● **設定課題**
以下の資料から、文字列「black」を含む行をすべて特定し、その各行をそのまま書き出すこと。

=== 課題用資料 ===

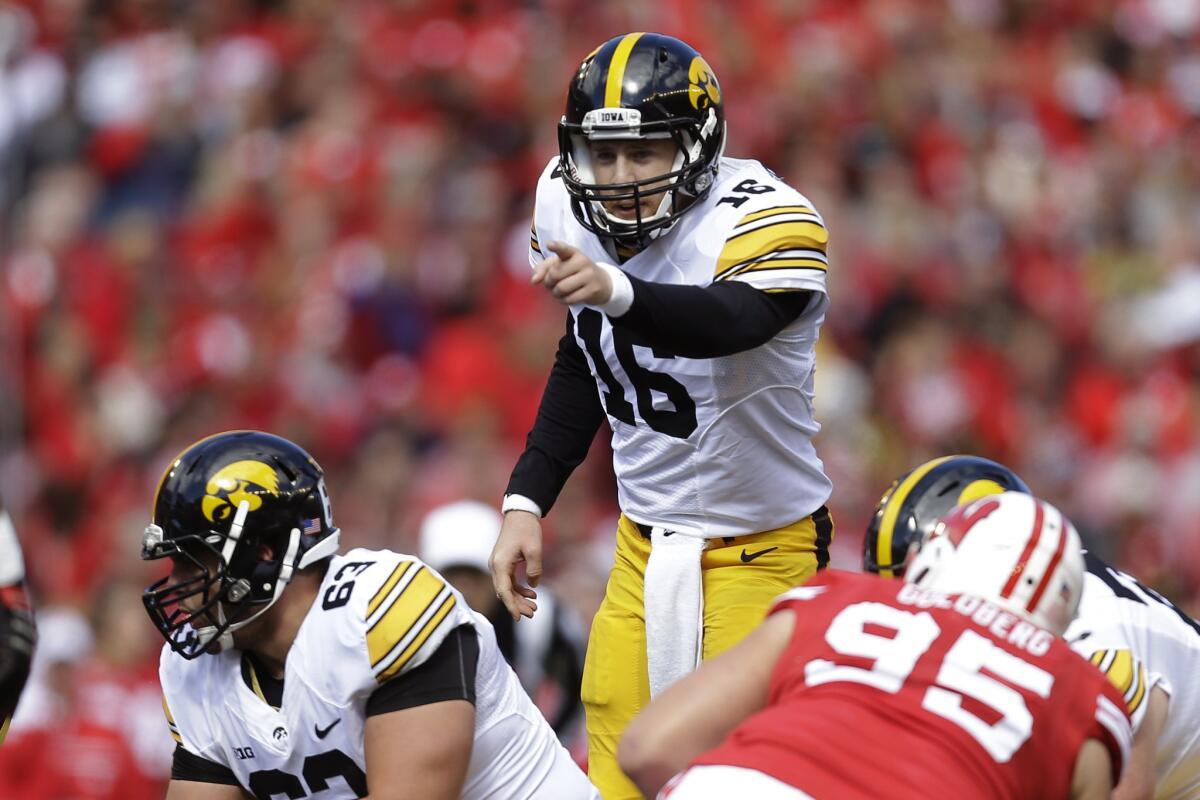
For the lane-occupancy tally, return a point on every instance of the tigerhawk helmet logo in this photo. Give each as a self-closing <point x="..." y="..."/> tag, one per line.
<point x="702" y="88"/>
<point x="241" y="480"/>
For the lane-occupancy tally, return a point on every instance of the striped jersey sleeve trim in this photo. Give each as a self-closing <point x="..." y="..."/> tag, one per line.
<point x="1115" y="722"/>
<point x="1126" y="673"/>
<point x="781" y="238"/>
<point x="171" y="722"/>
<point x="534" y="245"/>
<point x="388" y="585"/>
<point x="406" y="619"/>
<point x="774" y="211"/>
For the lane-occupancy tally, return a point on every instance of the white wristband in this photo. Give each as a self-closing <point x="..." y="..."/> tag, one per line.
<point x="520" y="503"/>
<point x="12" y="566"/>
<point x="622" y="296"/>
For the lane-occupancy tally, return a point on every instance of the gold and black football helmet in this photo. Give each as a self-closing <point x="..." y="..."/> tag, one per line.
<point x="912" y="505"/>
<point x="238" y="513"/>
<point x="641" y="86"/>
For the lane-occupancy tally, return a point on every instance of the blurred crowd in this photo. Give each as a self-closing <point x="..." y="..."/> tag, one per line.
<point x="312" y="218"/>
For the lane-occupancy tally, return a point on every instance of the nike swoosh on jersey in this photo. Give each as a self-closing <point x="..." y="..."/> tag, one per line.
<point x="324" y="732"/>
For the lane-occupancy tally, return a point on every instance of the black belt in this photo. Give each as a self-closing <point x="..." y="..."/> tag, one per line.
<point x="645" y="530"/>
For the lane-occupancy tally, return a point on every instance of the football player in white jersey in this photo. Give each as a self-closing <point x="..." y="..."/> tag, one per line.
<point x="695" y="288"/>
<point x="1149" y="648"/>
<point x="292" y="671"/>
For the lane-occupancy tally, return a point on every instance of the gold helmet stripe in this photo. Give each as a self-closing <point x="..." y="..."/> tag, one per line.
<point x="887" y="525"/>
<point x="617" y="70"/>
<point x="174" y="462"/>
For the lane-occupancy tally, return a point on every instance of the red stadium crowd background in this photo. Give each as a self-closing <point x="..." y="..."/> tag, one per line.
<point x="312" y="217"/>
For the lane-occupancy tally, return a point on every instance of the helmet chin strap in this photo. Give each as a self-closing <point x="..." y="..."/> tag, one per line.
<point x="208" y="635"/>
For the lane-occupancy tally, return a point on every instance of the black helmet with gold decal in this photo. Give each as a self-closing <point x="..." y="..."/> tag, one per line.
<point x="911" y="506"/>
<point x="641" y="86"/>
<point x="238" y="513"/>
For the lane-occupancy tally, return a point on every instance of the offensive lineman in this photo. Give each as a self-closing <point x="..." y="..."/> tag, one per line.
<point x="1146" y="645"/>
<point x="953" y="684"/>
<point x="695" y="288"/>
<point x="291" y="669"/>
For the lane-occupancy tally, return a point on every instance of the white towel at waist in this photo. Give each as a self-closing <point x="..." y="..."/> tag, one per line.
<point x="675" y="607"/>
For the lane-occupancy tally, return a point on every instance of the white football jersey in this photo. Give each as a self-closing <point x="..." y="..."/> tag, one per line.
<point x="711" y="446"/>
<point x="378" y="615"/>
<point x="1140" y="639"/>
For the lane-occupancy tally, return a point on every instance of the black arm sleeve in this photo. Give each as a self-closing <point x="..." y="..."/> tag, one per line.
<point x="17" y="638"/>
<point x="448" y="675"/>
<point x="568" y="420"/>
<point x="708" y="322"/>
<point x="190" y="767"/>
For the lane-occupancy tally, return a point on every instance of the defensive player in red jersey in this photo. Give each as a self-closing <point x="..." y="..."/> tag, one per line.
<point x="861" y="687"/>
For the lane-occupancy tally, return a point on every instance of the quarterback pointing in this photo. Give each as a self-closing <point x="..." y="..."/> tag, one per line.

===
=== 課題用資料 ===

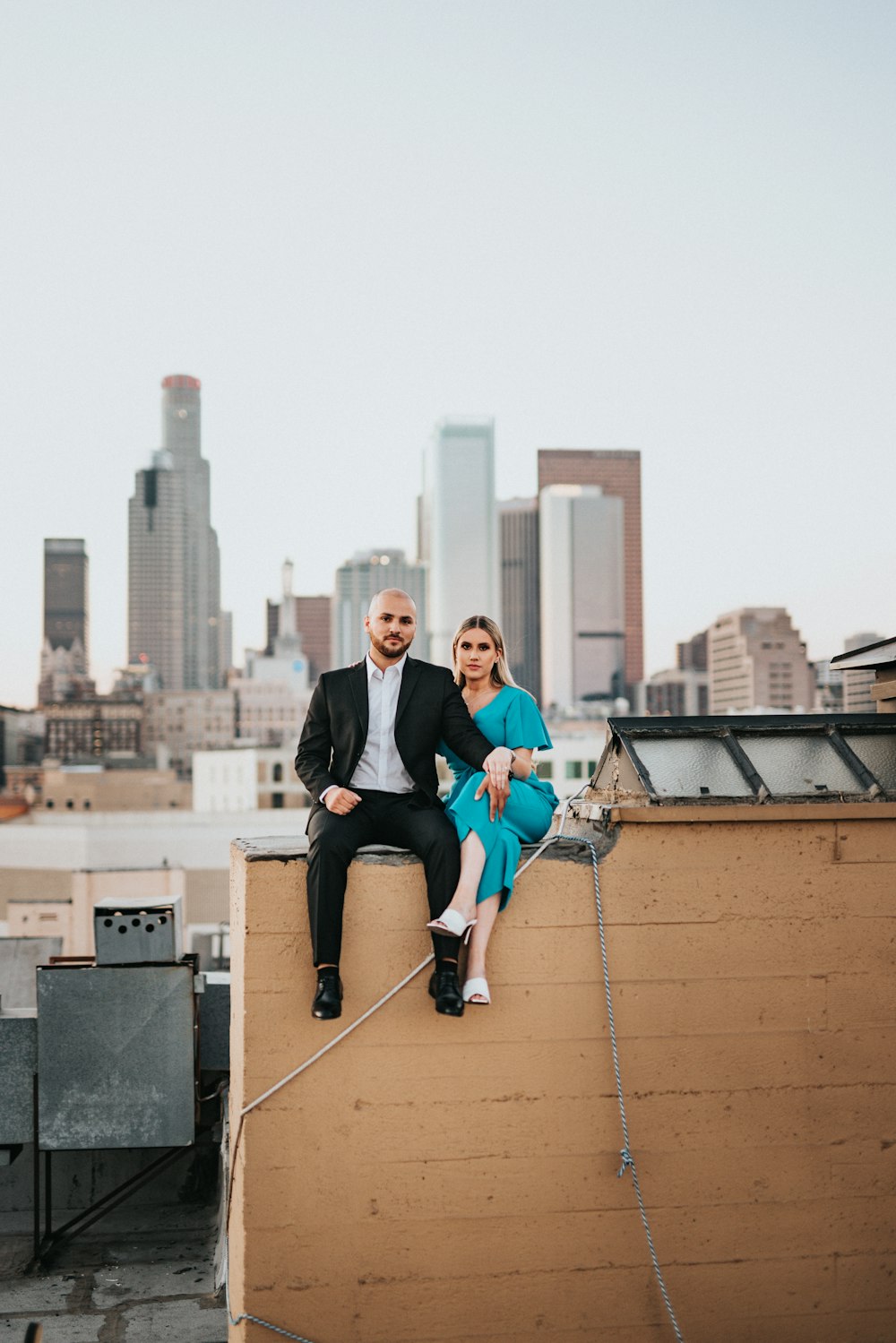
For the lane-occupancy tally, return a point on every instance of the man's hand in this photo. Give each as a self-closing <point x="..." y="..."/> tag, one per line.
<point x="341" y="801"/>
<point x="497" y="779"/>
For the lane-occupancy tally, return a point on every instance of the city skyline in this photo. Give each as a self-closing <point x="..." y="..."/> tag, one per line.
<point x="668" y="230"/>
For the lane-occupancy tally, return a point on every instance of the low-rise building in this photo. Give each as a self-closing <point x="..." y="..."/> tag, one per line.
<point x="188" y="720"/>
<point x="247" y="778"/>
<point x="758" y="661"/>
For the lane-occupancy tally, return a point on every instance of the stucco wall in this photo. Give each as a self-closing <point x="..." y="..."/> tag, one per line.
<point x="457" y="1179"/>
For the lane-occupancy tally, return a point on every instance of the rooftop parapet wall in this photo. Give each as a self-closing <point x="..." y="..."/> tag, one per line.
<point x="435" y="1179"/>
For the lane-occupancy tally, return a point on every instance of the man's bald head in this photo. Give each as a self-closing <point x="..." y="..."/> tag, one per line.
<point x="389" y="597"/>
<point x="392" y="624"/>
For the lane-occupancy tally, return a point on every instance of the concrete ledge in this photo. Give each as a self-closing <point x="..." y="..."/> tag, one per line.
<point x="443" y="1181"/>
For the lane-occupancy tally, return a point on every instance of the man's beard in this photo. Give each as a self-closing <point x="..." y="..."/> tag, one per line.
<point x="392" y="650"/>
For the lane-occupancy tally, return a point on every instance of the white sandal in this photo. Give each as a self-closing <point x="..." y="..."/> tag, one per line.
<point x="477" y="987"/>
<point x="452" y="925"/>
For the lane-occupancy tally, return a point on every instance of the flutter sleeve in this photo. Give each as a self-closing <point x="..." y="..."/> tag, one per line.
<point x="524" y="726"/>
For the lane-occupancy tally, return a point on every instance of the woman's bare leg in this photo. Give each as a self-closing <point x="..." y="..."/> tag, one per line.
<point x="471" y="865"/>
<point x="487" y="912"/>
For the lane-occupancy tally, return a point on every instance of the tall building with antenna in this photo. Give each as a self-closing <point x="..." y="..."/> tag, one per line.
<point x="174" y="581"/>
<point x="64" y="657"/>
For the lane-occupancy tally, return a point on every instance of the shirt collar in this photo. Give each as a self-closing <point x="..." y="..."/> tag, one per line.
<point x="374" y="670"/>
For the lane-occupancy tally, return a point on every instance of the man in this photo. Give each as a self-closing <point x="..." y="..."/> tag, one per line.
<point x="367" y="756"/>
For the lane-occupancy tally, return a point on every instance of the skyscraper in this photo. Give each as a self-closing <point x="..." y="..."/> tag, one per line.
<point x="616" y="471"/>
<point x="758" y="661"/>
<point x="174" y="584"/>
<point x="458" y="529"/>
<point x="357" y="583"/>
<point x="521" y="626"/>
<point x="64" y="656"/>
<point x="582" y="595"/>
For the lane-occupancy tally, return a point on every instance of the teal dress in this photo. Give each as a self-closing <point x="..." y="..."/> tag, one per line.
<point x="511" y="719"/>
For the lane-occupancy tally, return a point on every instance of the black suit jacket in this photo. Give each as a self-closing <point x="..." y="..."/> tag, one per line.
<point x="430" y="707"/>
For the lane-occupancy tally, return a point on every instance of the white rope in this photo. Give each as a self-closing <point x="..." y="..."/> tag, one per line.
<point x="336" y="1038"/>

===

● **解答**
For the lane-occupancy tally, return a point on every instance of the gold and black football helmet in this photo. Give each as a self-closing <point x="..." y="..."/> tag, one per line.
For the lane-occupancy tally, return a point on every instance of the black belt in this photo. Give each as a self-closing <point x="..." y="..."/> tag, one per line.
For the lane-occupancy tally, return a point on every instance of the black helmet with gold decal in this photo. Give each as a self-closing <point x="..." y="..."/> tag, one per line.
For the lane-occupancy tally, return a point on every instance of the black arm sleeve in this photo. Give each as a self-closing <point x="..." y="..."/> tag, one per line.
For the lane-occupancy tally, return a point on every instance of the black suit jacket in this photo. Give each as a self-closing <point x="..." y="..."/> tag, one per line.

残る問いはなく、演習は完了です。